* **TO BE DONE**:
1 > List the places the House speech on post-conflict operations names as sites of U.S. reconstruction and stability operations during the 1990s.
2 > Proceed with the House speech on post-conflict operations, picking up after its final sentence.

CONGRESSMAN ADAM B. SCHIFF
OF CALIFORNIA
IN THE HOUSE OF REPRESENTATIVES
Thursday, May 13, 2004

Mr. SCHIFF. Mr. Speaker, even as jubilant Berliners chipped away at the Berlin Wall 15 years ago, many Americans saw the end of the Cold War as an opportunity for the United States to cut its military forces, reduce the number of American troops deployed overseas and divert the monies saved, the so-called peace dividend, to address priorities here at home.

In the wake of the heady days of November 1989, few American policymakers were concerned about the civil war that was raging in Afghanistan, which the Soviet Army had quit 9 months earlier. As the Soviet armor rumbled north across the Afghan border, we closed the book on our deep involvement in the landlocked South Asian state.

Humanitarian and demining aid still flowed to Kabul, but the United States effectively left the heavily armed warring factions to battle each other, setting the stage for the rise of the Taliban. Eleven years later, on September 11, we paid dearly for our reluctance to get involved in helping to bring peace to Afghanistan and to stabilize and disarm the warring factors in the aftermath of the Soviet departure from the country.

Much of this failure can be attributed to an aversion to the kind of post-conflict nation-building operation that might have created a different Afghanistan in the 1990s. These operations are expensive, they are dangerous, they require an extended commitment of our national resources and our attention, and they impose a heavy burden on the military.

Throughout the 1990s, the United States took on other post-conflict reconstruction and stability operations in Somalia, Haiti, the Balkans, Northern Iraq, and East Timor.

More recently and most significantly, the invasions of Afghanistan and Iraq have compelled the United States to shoulder much of the burden for two enormously complex post-conflict operations. Despite our experiences in the 1990s and the crucial importance of the effort to stabilize Iraq and Afghanistan, these most recent efforts have been improvised affairs, led by the Department of Defense, which has pieced together personnel and expertise across the U.S. Government.

Our experience in Iraq and Afghanistan, and indeed that of the 1990s and the past 15 years, has made clear that this Nation needs a centralized civilian capability to plan for and to respond to post-conflict situations and other complex contingencies.

Last fall, Senators Richard Lugar and Joseph Biden assembled an extraordinary bipartisan group of experts from inside and outside the government to study how best to reorganize the foreign affairs agencies to improve our ability to meet the challenges of the post-conflict operations.

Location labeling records

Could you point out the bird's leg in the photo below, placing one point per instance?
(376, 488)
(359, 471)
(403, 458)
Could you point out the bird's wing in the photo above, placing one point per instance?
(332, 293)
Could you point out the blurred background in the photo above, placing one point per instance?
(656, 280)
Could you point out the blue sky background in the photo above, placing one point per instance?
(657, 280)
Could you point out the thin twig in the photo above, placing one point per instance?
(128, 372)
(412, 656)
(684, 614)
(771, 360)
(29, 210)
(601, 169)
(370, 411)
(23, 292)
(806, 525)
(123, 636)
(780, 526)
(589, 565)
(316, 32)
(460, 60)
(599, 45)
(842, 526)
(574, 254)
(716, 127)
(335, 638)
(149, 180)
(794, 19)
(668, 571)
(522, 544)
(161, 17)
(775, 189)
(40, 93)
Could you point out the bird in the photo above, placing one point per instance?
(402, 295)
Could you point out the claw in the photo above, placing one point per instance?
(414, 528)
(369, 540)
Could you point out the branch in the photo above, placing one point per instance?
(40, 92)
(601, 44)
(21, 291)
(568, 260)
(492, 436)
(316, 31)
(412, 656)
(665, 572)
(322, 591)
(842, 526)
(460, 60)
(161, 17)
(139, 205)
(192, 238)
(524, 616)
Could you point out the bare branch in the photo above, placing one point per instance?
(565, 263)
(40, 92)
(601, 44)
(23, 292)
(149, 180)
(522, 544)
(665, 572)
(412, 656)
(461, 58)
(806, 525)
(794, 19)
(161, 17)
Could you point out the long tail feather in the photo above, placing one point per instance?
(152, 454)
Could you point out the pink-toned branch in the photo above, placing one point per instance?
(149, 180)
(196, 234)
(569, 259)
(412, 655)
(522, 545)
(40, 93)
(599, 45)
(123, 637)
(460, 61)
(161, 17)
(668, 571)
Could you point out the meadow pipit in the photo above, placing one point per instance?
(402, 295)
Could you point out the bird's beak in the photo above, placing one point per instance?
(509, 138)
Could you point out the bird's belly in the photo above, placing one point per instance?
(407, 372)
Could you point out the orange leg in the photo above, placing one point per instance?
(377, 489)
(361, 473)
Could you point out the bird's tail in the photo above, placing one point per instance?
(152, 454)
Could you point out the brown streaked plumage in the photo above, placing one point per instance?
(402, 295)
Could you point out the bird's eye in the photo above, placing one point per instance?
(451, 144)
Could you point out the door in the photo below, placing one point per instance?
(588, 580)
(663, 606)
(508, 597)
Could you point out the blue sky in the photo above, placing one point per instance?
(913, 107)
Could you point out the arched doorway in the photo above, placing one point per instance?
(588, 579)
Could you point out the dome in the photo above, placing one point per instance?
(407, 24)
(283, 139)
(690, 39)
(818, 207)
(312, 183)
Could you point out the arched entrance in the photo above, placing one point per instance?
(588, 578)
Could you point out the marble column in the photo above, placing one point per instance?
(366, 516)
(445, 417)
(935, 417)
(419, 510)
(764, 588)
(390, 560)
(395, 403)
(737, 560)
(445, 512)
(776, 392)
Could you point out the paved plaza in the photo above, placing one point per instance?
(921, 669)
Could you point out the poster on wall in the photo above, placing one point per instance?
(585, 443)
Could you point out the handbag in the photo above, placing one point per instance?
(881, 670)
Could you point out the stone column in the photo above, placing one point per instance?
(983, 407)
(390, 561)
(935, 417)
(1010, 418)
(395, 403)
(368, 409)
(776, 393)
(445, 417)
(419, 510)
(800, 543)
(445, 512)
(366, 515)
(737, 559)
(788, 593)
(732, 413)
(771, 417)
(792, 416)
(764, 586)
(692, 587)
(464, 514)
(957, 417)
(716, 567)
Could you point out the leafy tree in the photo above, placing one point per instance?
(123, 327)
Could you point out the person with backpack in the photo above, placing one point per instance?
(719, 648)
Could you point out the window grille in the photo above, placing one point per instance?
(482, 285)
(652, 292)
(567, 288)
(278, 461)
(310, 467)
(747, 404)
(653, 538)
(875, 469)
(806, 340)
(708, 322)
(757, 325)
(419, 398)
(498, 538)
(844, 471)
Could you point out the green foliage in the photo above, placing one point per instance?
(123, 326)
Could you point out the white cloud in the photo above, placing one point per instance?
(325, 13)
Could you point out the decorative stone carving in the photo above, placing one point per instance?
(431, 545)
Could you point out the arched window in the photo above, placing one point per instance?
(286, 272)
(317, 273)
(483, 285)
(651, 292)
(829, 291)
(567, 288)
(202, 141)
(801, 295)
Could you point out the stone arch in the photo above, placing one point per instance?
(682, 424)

* **THE ANSWERS**:
1 > Somalia, Haiti, the Balkans, Northern Iraq, East Timor

2 >
Drawing on the discussions with these experts and administration officials, Senators Lugar and Biden introduced the Stabilization and Reconstruction Civilian Management Act of 2004. In introducing the bill, Senator Lugar said that it was his intention "not to critique past practices, but rather to improve our stabilization and reconstruction capability for the future.''

In that spirit, my colleague, the gentleman from Connecticut (Mr. Shays), and I recently introduced H.R. 3996, which is the House companion to the Lugar-Biden legislation. This bill will establish a Stabilization and Reconstruction Coordinating Committee, chaired by the National Security Advisor.

It will authorize the creation of an office within the State Department to coordinate the civilian component of stabilization and reconstruction missions.

It will authorize the Secretary of State to create a Response Readiness Corps, with both an active duty and reserve component that can be called upon to respond to emerging international crises.

It will have the Foreign Service Institute, the National Defense University, and the Army War College establish an education and training curriculum to meet the challenges of post-conflict and reconstruction operations.

This bill is an important first step in reconfiguring the U.S. Government to strengthen our ability to deal with complex emergencies overseas. It will institutionalize the expertise we have acquired in the past 15 years at great cost in blood and treasure, so that we do not have to learn and re-learn how to do these operations each time we are forced to undertake them.

Finally, and most important, it will shift much of the burden for the planning and execution of these missions from the military to the civilian side of our government.